◆ Your objective ◆
Gather the lines below that include the string "note", copying each in full.

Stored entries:

▼

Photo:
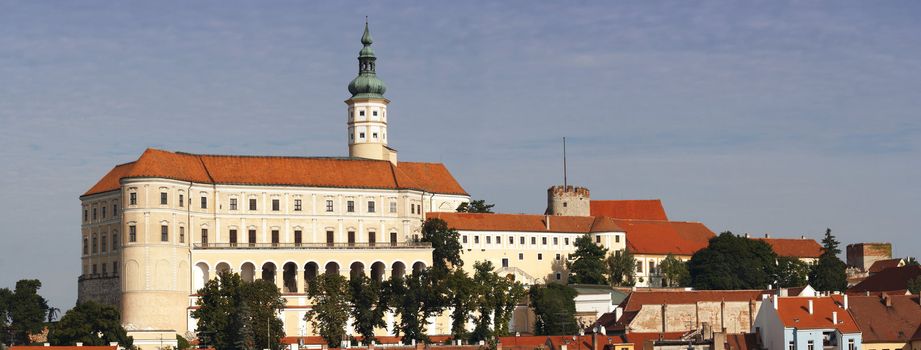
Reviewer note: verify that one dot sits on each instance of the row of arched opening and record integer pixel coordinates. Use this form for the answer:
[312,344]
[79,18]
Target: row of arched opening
[293,278]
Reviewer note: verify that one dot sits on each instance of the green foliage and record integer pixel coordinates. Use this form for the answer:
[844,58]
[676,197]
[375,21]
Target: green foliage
[330,310]
[829,274]
[233,314]
[791,272]
[475,206]
[555,309]
[914,285]
[86,322]
[24,311]
[621,268]
[587,265]
[674,272]
[732,262]
[368,307]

▲

◆ Written answer ◆
Reviewer note: verify that one dot sits on each instance of the row of arched opening and record integer pixel coordinates. Use this form for the answer:
Reviewer note: verify that one dot sits on each instance of the green foliage and record integer pixel coordinates. Use this form for the answer:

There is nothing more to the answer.